◆ **EXERCISE DETAILS**
Can you rewrite all the entries below, changing "photo" to "image" wherever it appears, leaving everything else as it is and omitting the pictures?

## Start MATERIAL FOR THE TASK

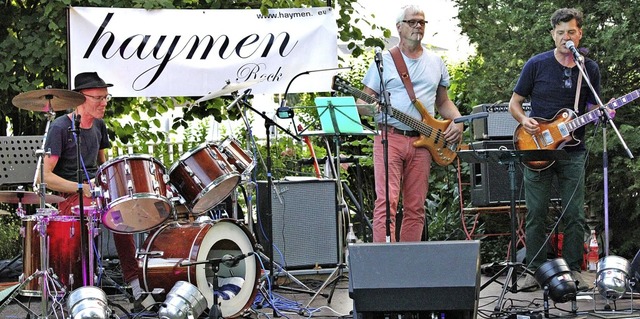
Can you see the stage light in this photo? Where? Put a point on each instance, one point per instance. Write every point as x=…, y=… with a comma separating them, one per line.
x=183, y=301
x=555, y=275
x=612, y=277
x=88, y=302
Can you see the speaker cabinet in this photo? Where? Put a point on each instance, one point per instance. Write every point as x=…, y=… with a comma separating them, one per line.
x=438, y=277
x=499, y=124
x=490, y=182
x=304, y=217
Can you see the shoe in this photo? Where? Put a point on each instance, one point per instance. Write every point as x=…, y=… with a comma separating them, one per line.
x=530, y=284
x=581, y=284
x=144, y=302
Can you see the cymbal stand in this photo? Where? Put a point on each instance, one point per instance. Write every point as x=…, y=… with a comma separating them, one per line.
x=43, y=221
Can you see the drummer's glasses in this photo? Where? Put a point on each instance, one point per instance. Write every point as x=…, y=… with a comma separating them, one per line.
x=567, y=83
x=99, y=98
x=414, y=23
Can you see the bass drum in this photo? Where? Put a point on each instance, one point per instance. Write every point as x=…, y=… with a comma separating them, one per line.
x=178, y=242
x=63, y=234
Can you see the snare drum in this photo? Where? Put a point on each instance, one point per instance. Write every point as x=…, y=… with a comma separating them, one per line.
x=236, y=156
x=64, y=252
x=203, y=177
x=136, y=196
x=178, y=242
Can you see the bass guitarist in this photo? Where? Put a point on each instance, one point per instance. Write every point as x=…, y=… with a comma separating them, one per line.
x=552, y=81
x=408, y=166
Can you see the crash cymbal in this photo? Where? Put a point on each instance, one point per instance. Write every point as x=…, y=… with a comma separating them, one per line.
x=28, y=198
x=38, y=100
x=228, y=89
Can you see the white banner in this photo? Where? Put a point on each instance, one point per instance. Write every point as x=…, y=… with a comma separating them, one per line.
x=155, y=53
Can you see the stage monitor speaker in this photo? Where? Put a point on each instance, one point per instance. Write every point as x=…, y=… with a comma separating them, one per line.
x=305, y=227
x=498, y=125
x=438, y=277
x=490, y=184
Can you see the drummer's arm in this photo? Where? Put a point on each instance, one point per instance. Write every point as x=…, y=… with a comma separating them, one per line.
x=102, y=156
x=57, y=183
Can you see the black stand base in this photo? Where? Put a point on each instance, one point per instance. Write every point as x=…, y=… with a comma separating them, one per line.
x=512, y=269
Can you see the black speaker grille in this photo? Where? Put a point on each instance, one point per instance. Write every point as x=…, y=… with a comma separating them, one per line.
x=420, y=276
x=490, y=183
x=304, y=216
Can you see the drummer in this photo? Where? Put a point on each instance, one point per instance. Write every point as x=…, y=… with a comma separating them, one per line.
x=60, y=169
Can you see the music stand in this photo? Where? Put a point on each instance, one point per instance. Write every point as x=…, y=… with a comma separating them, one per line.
x=510, y=158
x=338, y=115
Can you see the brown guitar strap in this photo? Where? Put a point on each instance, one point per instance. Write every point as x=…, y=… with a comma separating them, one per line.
x=402, y=71
x=579, y=84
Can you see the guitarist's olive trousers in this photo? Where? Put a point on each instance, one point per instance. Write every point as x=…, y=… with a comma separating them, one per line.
x=538, y=189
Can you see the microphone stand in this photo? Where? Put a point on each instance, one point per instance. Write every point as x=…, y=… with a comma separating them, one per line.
x=604, y=114
x=386, y=112
x=268, y=123
x=75, y=129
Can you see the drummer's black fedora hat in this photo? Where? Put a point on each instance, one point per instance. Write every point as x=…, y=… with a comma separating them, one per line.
x=89, y=80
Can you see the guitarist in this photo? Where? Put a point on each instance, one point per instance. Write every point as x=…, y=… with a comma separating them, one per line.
x=551, y=81
x=409, y=166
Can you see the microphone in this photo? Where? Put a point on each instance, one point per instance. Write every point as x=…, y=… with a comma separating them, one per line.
x=378, y=59
x=471, y=117
x=77, y=121
x=243, y=95
x=285, y=112
x=232, y=261
x=572, y=47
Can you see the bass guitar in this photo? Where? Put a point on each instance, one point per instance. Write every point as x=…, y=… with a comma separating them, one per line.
x=431, y=130
x=556, y=133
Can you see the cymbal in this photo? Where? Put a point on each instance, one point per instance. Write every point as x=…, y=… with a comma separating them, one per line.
x=15, y=197
x=48, y=99
x=228, y=89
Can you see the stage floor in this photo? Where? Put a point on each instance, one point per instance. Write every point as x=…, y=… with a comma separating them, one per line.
x=292, y=303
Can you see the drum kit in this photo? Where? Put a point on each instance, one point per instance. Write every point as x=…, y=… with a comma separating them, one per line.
x=136, y=194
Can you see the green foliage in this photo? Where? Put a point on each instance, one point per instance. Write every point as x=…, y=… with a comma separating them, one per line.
x=508, y=32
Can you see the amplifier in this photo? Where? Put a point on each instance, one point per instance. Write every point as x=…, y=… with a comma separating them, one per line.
x=490, y=182
x=498, y=125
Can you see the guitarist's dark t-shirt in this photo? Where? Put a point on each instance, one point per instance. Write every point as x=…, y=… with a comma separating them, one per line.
x=546, y=83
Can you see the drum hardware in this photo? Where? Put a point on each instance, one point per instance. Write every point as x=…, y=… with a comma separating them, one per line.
x=48, y=100
x=28, y=198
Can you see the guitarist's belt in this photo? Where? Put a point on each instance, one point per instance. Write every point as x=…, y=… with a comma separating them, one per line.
x=399, y=131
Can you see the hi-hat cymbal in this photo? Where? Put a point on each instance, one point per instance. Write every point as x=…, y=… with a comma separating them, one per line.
x=228, y=89
x=48, y=99
x=28, y=198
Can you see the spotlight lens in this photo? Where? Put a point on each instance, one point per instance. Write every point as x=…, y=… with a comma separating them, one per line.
x=556, y=276
x=612, y=277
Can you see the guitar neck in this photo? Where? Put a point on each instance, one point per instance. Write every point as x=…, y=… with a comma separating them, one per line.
x=593, y=115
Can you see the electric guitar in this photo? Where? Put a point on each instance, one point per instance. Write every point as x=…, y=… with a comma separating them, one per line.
x=557, y=133
x=431, y=130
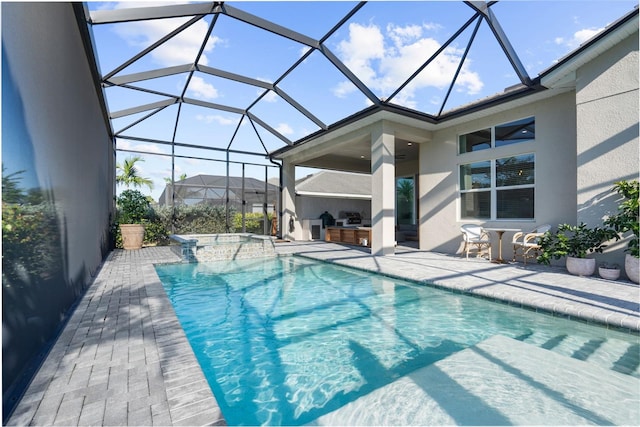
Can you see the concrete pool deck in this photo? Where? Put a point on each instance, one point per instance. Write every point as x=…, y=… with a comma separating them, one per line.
x=123, y=359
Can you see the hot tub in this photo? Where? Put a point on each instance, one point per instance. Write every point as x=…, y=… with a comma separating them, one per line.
x=219, y=247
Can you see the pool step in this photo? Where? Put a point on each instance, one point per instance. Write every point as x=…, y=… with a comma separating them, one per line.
x=611, y=353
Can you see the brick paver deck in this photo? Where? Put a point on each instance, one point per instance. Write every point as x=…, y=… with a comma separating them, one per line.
x=123, y=359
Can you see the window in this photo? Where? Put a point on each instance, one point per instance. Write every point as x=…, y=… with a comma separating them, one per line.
x=506, y=134
x=405, y=201
x=498, y=189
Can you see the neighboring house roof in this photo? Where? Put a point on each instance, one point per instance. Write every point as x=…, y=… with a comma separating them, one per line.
x=335, y=184
x=194, y=183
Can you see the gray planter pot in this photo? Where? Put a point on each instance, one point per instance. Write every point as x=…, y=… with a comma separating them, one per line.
x=132, y=235
x=632, y=268
x=581, y=266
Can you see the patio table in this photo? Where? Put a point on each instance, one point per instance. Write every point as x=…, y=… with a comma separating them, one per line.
x=500, y=231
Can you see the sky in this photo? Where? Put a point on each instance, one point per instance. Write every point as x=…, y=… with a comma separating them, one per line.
x=382, y=44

## End MATERIAL FOR THE TASK

◆ **RESULT FOR THIS TASK**
Can you see the stage light in this image? Where? Put a point on each instance, one point per instance. Write every point as x=…, y=… with a comma separating them, one per line.
x=183, y=301
x=555, y=275
x=612, y=277
x=88, y=302
Can you see the speaker cabinet in this image? Where? Put a point on each instance, one point per instance. Write every point as x=…, y=… with a comma separating them, one per line.
x=438, y=277
x=499, y=124
x=490, y=182
x=304, y=217
Can you see the shoe in this image? Where? Put a point on each instance, one point per instance. Write every point as x=…, y=… with a comma separating them, one per line.
x=530, y=284
x=581, y=284
x=144, y=302
Can you see the cymbal stand in this image? Where? Put a point on each instance, one point per instance. Write every point as x=…, y=… with a comma separating them, one per line.
x=43, y=221
Can you see the drummer's glasses in this image? Where? Put a point on each instance, one point per instance. Write every point as x=…, y=… with a comma separating them, one per line.
x=567, y=83
x=99, y=98
x=414, y=23
Can you see the bass drum in this image? Where? Put a point on each instance, one point per instance. Write every point as x=…, y=… with a comma separating them, one per line.
x=178, y=242
x=63, y=234
Can you see the snare drum in this image? Where? Put a point on each instance, one point per instance. Write every point as x=…, y=… with a comma separating them, one per line.
x=236, y=156
x=64, y=252
x=203, y=177
x=136, y=196
x=178, y=242
Can you see the bass guitarist in this image? Where? Put a point on each instance, one point per instance. Write every point as x=…, y=… with a comma separating them, one per line.
x=552, y=81
x=408, y=166
Can you see the crash cymbal in this image? Where? Put a point on each instance, one point per instance. Write every point as x=…, y=… with a comma separating them, one per line.
x=28, y=198
x=38, y=100
x=228, y=89
Can you see the white banner in this image? Where? Put a point on each instance, one point per instance. Write every point as x=…, y=… with a comma separating them, one per line.
x=155, y=53
Can you see the stage monitor speaker in this image? Where? Put a point on each instance, one point per instance. Write every point as x=…, y=… with a comma separating them, one per line.
x=305, y=227
x=498, y=125
x=438, y=277
x=490, y=184
Can you see the drummer's arm in this image? Where? Put a point on each instance, one point per instance. Write every point as x=…, y=… with a comma separating them, one per line.
x=102, y=156
x=57, y=183
Can you see the black stand base in this image? Where? Put a point on each instance, one point per instance. Write every point as x=…, y=… with a comma separating them, one per line.
x=512, y=269
Can you see the black speaker grille in this image? Where? Put a point on each instance, one point per instance. Write every point as x=…, y=… with a comma separating them, one per line.
x=420, y=276
x=490, y=183
x=304, y=216
Can you see the drummer in this image? Where? Put a point on each instance, one point per instance. Write every point as x=…, y=… with a comma separating them, one per line.
x=60, y=169
Can you see the music stand in this image? Where? Put a point on each instance, one point per instance. Write every point as x=…, y=… with a comma separating them, one per line.
x=510, y=158
x=338, y=115
Can you see the brown guitar strap in this image? Where? Put a point on each instance, one point per instance. Write every point as x=…, y=… with a comma separating them, one per line.
x=402, y=71
x=579, y=84
Can you see the guitarist's olive trousers in this image? Where? Put a point on each instance, one point per instance. Write every point as x=…, y=… with a comma separating them, one per line.
x=538, y=189
Can you see the microphone stand in this image? Where? Put a point on each instance, one point per instance. Write every point as x=…, y=… with a comma separating them, one per line.
x=604, y=114
x=386, y=112
x=268, y=123
x=75, y=129
Can you see the drummer's black fedora hat in this image? Where? Put a point on each instance, one point per instance. Write every point as x=…, y=… with a comma separating them, one per line.
x=89, y=80
Can you see the guitarist in this image? Where? Put a point on each instance, one point per instance. Write every point as x=…, y=… with a comma separating them, one per line.
x=551, y=81
x=409, y=166
Can you see the microphone in this image? Where? Put a point on each instance, one point per instance. Write every point as x=…, y=… with a comma separating them, one per line.
x=378, y=59
x=471, y=117
x=77, y=121
x=243, y=95
x=285, y=112
x=232, y=261
x=572, y=47
Can you see the bass guitar in this image? Where? Put a point on each instance, one point per instance. Write every point as x=…, y=… with a comma separating them, one per line.
x=431, y=130
x=556, y=133
Can you see the cymbal in this image? Where? Put a point on each instance, one point per instance. Write every point as x=…, y=… with a comma separating them, one per line.
x=15, y=197
x=48, y=99
x=228, y=89
Can you see the stage floor in this image? Where? Put a point on each instance, one point per instance. Write every point as x=…, y=… with a comma separating them, one per line.
x=292, y=303
Can you see the drum kit in this image? Where? Put a point on each instance, one point per instance. Write every point as x=…, y=… with a comma separating them, one per line.
x=136, y=194
Can you see the green foliage in this image? Where? Put a point on each instance, one point per instance. Write every point as x=…, y=… with a comma separating them, one per line.
x=508, y=32
Can you see the amplifier in this image? Where? Put a point on each instance, one point per instance. Write every point as x=…, y=… with a comma separating them, one per line.
x=490, y=182
x=498, y=125
Can you see the guitarist's dark t-shirt in this image? Where? Put a point on each instance, one point per instance. Write every point as x=…, y=… with a comma separating them, one per line.
x=546, y=83
Can you see the drum hardware in this image? Where? Put a point on each instance, one point per instance. Write every point as x=…, y=… with a comma separating them, one per line.
x=48, y=100
x=28, y=198
Can you see the guitarist's belt in this image? Where? Put a point on each instance, one point per instance. Write every point as x=…, y=… with a comma separating them, one per line.
x=399, y=131
Can you see the hi-hat cymbal in this image? Where? Put a point on each instance, one point per instance. Write every point as x=…, y=… with a comma separating them, one per line.
x=228, y=89
x=48, y=99
x=28, y=198
Can you see the spotlight lens in this image? Where? Put a point on each instance, one point per instance. Write every point as x=…, y=… with a comma separating them, one per line.
x=556, y=276
x=612, y=277
Can you see the guitar neck in this image? Where? Put a point on each instance, one point per instance. Write every point as x=…, y=… with a comma separating them, one per line.
x=593, y=115
Can you see the electric guitar in this image? Where? Put a point on each instance, one point per instance. Write every point as x=…, y=… with a comma separating them, one per line.
x=557, y=133
x=431, y=130
Can you see the concrete pool deck in this image? Where? Put a point on each instance, one point per instance. Write every point as x=…, y=… with a comma separating them, one per line.
x=123, y=359
Can you see the hot tub in this image? Where? Put a point on each instance, one point per instance. Write every point as x=…, y=… with a comma separating them, one per line.
x=219, y=247
Can you see the pool step in this image? Where? Put a point on each instance, one point per instance. Write every point as x=…, y=… with a comma separating them, one per line.
x=611, y=353
Can you see the brick paver deck in this image? Where? Put a point on each instance, one point per instance. Write every point as x=…, y=… with a comma separating them, one per line.
x=123, y=359
Can you see the window in this image? Where? Put a point on each instance, one point per instance. Write every point as x=…, y=… with a comma separating them, one per line.
x=506, y=134
x=405, y=201
x=498, y=189
Can you see the neighboring house roof in this image? Where? Put a point on each instance, one point per instance. Write every point as x=…, y=… with a comma separating them, one per line.
x=335, y=184
x=194, y=183
Can you see the gray planter pot in this image? Where? Put a point on each instance, one point per instance. Write every point as x=…, y=… with a comma separating them, one per line.
x=132, y=235
x=632, y=268
x=581, y=266
Can you see the patio table in this image? Where? Put a point on each instance, one point per instance. Write every point as x=…, y=… with a comma separating them, one per line.
x=500, y=231
Can you see the sky in this image? Where? Put a point on each instance, one point per instance. Write every point as x=…, y=… with a comma separating them, one per line.
x=382, y=44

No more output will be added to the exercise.